Copy the rows below verbatim, from the very first line through the line containing "<point>399,454</point>", including that line.

***

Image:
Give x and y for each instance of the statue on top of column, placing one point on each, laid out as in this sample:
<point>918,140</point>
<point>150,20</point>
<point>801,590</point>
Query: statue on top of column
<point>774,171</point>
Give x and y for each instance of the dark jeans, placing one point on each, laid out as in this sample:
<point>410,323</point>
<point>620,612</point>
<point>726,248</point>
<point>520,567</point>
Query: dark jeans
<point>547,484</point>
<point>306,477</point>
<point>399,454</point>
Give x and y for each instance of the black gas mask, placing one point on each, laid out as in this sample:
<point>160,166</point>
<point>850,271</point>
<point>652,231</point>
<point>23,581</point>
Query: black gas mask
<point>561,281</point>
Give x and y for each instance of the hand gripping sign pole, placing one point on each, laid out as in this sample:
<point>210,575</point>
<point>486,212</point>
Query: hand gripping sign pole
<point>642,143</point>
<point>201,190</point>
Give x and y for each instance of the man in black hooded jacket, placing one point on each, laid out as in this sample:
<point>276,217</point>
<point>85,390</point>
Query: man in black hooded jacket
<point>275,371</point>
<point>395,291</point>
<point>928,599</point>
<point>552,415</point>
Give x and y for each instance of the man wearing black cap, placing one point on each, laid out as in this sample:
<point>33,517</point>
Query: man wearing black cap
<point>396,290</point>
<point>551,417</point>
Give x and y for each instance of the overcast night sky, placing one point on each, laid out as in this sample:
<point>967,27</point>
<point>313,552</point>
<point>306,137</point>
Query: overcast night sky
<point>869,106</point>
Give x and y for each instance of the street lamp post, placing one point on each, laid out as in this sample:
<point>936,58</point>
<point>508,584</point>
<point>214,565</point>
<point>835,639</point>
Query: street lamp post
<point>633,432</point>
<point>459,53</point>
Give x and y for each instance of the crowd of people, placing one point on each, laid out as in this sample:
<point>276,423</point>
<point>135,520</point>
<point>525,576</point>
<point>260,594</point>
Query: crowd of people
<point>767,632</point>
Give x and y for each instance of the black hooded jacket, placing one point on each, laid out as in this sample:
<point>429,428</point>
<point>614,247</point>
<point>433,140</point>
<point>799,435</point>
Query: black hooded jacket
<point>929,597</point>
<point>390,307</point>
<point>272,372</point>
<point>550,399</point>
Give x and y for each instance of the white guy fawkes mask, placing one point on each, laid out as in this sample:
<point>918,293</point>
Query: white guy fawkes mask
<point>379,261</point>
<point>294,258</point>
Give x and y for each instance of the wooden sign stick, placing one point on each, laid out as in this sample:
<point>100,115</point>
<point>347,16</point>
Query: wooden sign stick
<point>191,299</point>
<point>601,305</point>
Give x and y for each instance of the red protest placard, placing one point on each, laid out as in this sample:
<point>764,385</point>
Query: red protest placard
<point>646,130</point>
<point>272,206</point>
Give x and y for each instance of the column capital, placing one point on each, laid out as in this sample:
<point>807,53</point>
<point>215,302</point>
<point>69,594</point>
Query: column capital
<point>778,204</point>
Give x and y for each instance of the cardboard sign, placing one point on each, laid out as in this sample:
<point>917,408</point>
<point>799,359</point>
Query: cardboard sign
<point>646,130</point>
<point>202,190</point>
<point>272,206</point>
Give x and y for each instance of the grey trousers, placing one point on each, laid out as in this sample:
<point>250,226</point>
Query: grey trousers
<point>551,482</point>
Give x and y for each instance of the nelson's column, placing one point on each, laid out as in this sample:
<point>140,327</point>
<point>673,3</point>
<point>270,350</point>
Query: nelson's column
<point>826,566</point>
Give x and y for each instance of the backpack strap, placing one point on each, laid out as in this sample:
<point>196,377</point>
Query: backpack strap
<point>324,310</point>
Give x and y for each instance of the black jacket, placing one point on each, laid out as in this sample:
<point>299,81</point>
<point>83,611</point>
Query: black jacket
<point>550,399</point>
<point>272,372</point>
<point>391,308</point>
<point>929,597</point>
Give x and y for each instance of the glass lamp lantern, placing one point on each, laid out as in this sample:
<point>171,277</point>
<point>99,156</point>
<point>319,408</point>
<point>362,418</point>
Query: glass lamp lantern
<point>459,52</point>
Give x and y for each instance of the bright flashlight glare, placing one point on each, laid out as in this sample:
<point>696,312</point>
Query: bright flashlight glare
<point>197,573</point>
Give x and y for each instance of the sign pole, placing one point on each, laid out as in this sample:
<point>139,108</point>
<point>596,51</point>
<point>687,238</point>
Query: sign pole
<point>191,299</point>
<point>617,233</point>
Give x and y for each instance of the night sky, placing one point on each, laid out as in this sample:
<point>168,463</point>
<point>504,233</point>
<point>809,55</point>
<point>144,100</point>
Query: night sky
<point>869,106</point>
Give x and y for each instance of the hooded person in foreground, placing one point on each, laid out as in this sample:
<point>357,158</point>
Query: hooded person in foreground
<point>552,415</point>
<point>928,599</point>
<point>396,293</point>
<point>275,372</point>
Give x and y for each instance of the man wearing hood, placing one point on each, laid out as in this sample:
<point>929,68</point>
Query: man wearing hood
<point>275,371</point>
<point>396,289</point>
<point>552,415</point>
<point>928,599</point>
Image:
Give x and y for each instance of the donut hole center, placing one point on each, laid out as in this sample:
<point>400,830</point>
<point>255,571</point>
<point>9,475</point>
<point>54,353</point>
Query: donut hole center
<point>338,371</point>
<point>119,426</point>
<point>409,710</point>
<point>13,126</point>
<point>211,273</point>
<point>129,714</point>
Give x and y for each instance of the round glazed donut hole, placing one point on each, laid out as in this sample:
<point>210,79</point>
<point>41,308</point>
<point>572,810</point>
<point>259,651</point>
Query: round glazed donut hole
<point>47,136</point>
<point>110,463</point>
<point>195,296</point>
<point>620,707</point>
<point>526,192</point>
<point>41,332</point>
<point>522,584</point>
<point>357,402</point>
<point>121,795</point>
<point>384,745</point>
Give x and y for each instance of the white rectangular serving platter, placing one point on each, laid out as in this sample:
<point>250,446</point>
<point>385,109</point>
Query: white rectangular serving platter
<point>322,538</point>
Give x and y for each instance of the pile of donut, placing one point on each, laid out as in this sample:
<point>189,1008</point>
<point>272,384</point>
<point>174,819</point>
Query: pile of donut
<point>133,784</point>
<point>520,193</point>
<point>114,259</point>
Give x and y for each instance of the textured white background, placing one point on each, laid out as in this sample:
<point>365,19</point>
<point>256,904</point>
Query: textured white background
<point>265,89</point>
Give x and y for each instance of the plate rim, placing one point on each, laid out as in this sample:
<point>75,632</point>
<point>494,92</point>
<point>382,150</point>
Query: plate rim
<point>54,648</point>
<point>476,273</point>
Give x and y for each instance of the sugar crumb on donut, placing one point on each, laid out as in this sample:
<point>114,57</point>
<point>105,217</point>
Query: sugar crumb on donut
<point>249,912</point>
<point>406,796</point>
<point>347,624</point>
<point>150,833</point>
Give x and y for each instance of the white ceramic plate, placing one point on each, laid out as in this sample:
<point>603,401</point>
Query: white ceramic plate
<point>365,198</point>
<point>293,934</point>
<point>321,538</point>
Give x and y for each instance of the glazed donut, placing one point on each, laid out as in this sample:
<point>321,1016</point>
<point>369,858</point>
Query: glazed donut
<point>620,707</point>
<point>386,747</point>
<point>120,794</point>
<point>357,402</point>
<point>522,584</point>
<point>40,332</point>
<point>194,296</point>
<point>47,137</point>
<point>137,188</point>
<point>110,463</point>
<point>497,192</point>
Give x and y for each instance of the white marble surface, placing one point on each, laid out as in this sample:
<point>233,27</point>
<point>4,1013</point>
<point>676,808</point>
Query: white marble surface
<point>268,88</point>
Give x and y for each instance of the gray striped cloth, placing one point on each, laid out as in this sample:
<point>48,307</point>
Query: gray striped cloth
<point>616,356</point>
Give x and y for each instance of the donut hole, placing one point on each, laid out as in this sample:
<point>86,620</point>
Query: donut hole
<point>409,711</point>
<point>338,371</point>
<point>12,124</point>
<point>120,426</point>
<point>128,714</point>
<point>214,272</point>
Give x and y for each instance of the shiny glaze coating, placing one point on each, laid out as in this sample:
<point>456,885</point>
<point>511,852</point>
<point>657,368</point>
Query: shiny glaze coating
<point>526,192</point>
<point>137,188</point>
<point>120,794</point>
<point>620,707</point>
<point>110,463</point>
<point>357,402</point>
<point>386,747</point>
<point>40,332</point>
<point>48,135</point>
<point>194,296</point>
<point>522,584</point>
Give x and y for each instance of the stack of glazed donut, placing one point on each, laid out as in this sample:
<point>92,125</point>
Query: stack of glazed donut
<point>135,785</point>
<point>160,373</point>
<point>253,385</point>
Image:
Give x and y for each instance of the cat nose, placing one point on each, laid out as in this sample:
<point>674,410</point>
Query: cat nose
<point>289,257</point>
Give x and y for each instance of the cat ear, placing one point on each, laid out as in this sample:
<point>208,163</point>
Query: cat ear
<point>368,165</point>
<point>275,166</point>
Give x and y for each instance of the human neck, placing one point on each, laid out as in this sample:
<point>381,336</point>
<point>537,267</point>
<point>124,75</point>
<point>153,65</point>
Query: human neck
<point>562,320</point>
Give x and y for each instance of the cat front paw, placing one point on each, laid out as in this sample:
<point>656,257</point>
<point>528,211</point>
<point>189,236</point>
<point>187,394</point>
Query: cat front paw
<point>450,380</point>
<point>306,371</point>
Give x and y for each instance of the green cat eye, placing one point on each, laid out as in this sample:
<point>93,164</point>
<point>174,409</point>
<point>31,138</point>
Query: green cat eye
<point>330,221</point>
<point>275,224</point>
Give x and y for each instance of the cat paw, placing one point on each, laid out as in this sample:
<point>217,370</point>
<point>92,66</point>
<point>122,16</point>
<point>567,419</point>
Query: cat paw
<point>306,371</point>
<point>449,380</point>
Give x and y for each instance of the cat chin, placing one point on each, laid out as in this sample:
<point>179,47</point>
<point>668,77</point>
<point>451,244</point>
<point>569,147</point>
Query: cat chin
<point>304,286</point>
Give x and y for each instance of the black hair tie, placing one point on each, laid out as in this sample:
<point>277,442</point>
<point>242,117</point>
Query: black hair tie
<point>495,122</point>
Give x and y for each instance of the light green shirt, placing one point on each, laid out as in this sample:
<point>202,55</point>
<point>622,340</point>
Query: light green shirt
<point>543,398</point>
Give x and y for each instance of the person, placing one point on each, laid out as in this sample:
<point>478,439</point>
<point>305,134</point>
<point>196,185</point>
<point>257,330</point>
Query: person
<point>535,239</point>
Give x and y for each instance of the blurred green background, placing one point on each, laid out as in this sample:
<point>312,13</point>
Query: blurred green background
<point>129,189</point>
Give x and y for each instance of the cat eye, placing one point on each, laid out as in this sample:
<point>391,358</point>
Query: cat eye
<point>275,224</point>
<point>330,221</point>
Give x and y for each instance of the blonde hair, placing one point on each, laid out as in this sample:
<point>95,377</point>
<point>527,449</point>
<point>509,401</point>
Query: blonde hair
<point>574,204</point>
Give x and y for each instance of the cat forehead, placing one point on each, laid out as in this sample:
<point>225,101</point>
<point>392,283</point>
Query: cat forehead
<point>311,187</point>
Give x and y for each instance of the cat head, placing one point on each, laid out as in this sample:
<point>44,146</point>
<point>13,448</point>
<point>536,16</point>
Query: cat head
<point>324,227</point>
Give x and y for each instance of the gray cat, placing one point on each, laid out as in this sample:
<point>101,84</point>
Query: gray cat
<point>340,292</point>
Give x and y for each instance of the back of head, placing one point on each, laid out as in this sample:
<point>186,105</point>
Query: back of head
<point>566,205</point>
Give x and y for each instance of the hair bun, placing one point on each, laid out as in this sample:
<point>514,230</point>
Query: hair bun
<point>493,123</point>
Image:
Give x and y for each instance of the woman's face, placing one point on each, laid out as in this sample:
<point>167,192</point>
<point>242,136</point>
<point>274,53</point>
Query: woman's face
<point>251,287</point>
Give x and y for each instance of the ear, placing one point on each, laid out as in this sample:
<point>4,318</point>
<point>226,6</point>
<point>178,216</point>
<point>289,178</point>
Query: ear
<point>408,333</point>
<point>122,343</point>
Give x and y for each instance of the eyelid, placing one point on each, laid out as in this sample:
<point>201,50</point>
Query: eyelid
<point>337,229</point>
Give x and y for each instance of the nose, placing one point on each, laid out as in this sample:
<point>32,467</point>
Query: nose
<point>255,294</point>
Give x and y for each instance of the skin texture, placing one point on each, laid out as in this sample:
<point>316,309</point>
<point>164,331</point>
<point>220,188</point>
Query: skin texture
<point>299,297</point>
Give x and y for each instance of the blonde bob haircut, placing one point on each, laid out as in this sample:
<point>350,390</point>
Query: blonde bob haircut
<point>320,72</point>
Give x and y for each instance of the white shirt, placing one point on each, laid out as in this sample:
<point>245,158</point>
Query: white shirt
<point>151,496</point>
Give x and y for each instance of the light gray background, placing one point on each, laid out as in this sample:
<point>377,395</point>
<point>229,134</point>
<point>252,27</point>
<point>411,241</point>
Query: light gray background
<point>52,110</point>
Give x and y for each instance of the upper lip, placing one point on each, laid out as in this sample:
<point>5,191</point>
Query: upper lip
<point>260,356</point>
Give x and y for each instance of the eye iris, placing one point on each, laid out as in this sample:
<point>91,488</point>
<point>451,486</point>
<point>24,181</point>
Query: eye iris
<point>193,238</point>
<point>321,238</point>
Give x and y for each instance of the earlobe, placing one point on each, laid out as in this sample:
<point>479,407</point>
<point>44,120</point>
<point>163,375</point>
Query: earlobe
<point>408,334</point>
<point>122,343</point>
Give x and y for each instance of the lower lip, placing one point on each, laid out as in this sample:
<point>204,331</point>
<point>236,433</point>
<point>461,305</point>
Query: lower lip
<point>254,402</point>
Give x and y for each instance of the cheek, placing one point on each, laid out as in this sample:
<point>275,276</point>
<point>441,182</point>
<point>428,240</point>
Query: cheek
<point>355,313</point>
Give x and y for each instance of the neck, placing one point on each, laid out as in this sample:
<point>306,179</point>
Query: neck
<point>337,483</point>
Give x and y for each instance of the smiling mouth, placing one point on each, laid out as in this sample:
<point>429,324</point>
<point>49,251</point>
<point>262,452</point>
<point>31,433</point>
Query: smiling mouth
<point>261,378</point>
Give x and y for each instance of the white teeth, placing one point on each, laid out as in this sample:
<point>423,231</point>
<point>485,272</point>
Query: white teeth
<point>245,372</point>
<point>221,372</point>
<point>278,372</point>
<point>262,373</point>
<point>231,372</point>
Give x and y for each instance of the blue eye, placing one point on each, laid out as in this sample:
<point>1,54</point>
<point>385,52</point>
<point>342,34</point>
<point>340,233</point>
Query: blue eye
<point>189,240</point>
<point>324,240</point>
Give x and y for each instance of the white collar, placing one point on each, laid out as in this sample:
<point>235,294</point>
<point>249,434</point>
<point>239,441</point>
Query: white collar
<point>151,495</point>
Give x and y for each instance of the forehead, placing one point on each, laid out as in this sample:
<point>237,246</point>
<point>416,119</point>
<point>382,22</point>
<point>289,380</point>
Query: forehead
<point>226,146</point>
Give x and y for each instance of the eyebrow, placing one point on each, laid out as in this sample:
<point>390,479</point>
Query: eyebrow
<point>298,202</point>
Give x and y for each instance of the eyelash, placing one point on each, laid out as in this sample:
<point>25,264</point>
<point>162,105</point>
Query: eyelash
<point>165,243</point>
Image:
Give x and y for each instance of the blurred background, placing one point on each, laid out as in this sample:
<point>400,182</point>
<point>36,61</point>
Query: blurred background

***

| Solution |
Image:
Give x and y for each instance of the statue on top of column, placing one point on each, laid out as in this sample:
<point>918,140</point>
<point>150,20</point>
<point>801,590</point>
Query: statue on top of column
<point>774,171</point>
Give x and y for each instance of the dark jeans, placing one point on each, laid out as in this sample:
<point>410,323</point>
<point>620,612</point>
<point>726,248</point>
<point>520,567</point>
Query: dark jeans
<point>547,484</point>
<point>306,477</point>
<point>399,454</point>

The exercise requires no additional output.